YOUR GOAL: Write out all entries word for word.

━━━━━ GIVEN INFORMATION

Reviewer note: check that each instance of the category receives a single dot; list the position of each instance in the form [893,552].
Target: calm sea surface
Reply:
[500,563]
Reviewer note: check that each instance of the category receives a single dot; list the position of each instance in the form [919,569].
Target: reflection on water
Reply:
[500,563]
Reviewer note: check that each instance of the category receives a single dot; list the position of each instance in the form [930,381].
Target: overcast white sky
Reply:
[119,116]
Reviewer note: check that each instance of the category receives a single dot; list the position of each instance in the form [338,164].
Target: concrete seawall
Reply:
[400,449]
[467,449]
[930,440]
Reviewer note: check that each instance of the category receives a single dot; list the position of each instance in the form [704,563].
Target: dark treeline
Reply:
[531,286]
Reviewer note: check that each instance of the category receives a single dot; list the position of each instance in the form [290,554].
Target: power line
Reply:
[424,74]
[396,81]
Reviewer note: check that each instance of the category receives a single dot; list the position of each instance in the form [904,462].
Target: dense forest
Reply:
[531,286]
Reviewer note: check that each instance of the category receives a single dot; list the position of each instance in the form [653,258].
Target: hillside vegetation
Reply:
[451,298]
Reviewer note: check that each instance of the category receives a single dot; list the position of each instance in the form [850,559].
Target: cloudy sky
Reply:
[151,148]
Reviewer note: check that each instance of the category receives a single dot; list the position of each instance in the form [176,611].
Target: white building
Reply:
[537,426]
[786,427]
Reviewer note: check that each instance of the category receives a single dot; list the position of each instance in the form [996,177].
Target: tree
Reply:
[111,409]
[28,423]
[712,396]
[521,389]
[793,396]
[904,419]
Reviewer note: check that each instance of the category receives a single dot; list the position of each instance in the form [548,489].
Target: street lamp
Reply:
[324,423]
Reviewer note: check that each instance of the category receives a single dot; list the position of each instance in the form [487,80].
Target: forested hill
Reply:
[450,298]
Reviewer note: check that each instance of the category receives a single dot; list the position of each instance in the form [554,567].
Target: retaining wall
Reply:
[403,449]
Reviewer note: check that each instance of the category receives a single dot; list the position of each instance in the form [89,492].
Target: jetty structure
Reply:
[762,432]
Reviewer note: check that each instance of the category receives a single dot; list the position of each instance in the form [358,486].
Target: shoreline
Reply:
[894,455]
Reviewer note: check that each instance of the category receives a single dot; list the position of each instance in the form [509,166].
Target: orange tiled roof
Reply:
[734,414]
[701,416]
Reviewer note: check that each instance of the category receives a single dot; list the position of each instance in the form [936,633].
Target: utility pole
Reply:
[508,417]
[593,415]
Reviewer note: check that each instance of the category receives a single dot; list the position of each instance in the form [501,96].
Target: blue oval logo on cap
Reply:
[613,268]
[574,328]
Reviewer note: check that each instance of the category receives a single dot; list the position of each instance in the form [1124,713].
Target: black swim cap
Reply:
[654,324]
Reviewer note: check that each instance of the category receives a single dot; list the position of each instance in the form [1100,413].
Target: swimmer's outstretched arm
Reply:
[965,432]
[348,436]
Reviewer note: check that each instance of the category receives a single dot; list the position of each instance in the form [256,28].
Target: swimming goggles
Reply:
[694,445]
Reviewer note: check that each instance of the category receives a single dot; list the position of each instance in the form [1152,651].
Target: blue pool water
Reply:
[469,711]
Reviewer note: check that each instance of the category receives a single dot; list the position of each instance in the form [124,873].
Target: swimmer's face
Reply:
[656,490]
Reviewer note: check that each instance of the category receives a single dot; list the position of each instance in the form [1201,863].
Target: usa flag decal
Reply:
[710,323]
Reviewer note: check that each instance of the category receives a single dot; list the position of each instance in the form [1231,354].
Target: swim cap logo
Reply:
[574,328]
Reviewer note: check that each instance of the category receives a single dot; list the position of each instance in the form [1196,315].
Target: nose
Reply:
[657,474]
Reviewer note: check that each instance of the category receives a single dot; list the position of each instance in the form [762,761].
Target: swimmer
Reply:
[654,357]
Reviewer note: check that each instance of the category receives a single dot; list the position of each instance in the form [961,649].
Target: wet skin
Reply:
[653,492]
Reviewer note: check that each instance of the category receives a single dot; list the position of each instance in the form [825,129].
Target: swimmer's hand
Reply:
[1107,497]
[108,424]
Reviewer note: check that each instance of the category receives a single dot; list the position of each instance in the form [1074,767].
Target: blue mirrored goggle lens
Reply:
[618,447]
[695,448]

━━━━━━━━━━

THE OUTPUT:
Reviewer note: check that each instance of the category receives a single dot; list the position of each instance in the form [893,552].
Target: calm sea surface
Reply:
[500,563]
Reviewer note: check that each instance of the category receives a single dot; list the position of each instance in the form [919,569].
Target: reflection on water
Reply:
[500,563]
Reviewer note: check that each instance of the category receives a single dot; list the position of each instance in the form [930,381].
Target: overcast white sky
Reply:
[119,116]
Reviewer note: check that each instance of the category receives a single dot; list the position of each instance in the form [338,164].
Target: concrete seawall
Reply:
[400,449]
[467,449]
[930,440]
Reviewer note: check that each instance of the category receives a single dot; list the position of each instance in the form [704,563].
Target: dark treeline
Reply:
[531,286]
Reviewer note: check that each instance of the category receives a single dot; list the position of each instance in the form [290,554].
Target: power line
Reply:
[424,74]
[396,81]
Reviewer note: check that each instance of the category receives a single dot; list the position of each instance in the form [904,462].
Target: dense forest
Reply:
[531,286]
Reviewer note: check that each instance of the category receives a single dot; list the position of each instance in the form [653,258].
Target: hillside vegetation
Reply:
[451,298]
Reviewer note: check that each instance of the category receives a single dot; list the position of each instance in the form [850,559].
Target: cloudy sky
Reply:
[151,148]
Reviewer note: check that each instance of the category receives a single dot; list the position of each instance in the form [176,611].
Target: white building
Reply:
[537,426]
[786,427]
Reviewer note: check that each instance of the category receives a single dot; list the position of each instance in the form [996,177].
Target: tree
Reply:
[111,409]
[28,423]
[712,396]
[521,389]
[793,396]
[904,419]
Reviewer note: check that each instance of the category receives a single dot; list the position of each instance in the form [548,489].
Target: street lamp
Reply:
[324,423]
Reviewer note: check that each instance of the category receives a single dot; list the position of each instance in the form [487,80].
Target: forested hill
Reply:
[450,298]
Reviewer note: check that each instance of the category receives a single dot; list the position of each instance in the form [554,567].
Target: retaining wall
Reply:
[403,449]
Reviewer note: check that each instance of the category receives a single dot; list the position of each instance in the form [89,492].
Target: jetty structure
Reply:
[762,432]
Reviewer note: check that each instance of the category receives a single dot; list the position of each instance in the form [358,486].
Target: shoreline
Reply:
[894,455]
Reviewer note: check that each instance of the category receives a single dot; list the position of each instance in the form [509,166].
Target: orange tiled roof
Reply:
[734,414]
[701,416]
Reviewer note: check that each instance of the category receives a single dot; list the position of each instance in the form [936,633].
Target: utility pole
Reply:
[508,417]
[593,415]
Reviewer note: check that each instance of the category receives a single dot; list the position of each instance in the form [501,96].
Target: blue oval logo on cap
Reply:
[613,268]
[574,328]
Reviewer note: check that each instance of the category receives a single dot; list the position of each instance in the form [1124,713].
Target: black swim cap
Reply:
[654,324]
Reviewer note: check that each instance of the category receives a single dot; list the position of each instance in the form [1100,413].
Target: swimmer's outstretched arm
Reply:
[965,432]
[348,436]
Reviewer note: check that each instance of the category receives a single dot; list the position of each instance in the form [256,28].
Target: swimming goggles
Reply:
[694,445]
Reviewer note: check that each instance of the category receives a single dot; list the position of each instance in the form [1152,651].
Target: blue pool water
Reply:
[469,711]
Reviewer note: check that each instance of the category receives a single dot; list the position of each instance in the form [124,873].
Target: swimmer's face
Reply:
[656,490]
Reviewer note: check that each instance of the category receives a single dot; list the position of each instance in the form [1201,863].
Target: usa flag decal
Reply:
[710,323]
Reviewer note: check that each instance of the category receives a single dot; list the position of each instance in the form [1231,354].
Target: swim cap logo
Reply:
[574,328]
Reviewer note: check that each instance of the category receives a single dot; list the position of each instance in the form [1196,315].
Target: nose
Reply:
[657,474]
Reviewer note: check that each instance of the category receives a single dot; list the position of each instance in the form [762,761].
Target: swimmer
Reply:
[654,357]
Reviewer note: check that each instance of the category receives a single dot; list the position of each instance in the form [961,649].
Target: wet skin
Reply:
[653,492]
Reviewer note: check that each instance of the category receives a single dot; list the position of each instance in the form [825,129].
Target: swimmer's hand
Reply:
[1107,497]
[108,424]
Reviewer note: check that each instance of the category receives a single dot; list the position of each instance in the form [1074,767].
Target: blue mirrored goggle lens
Reply:
[618,447]
[695,448]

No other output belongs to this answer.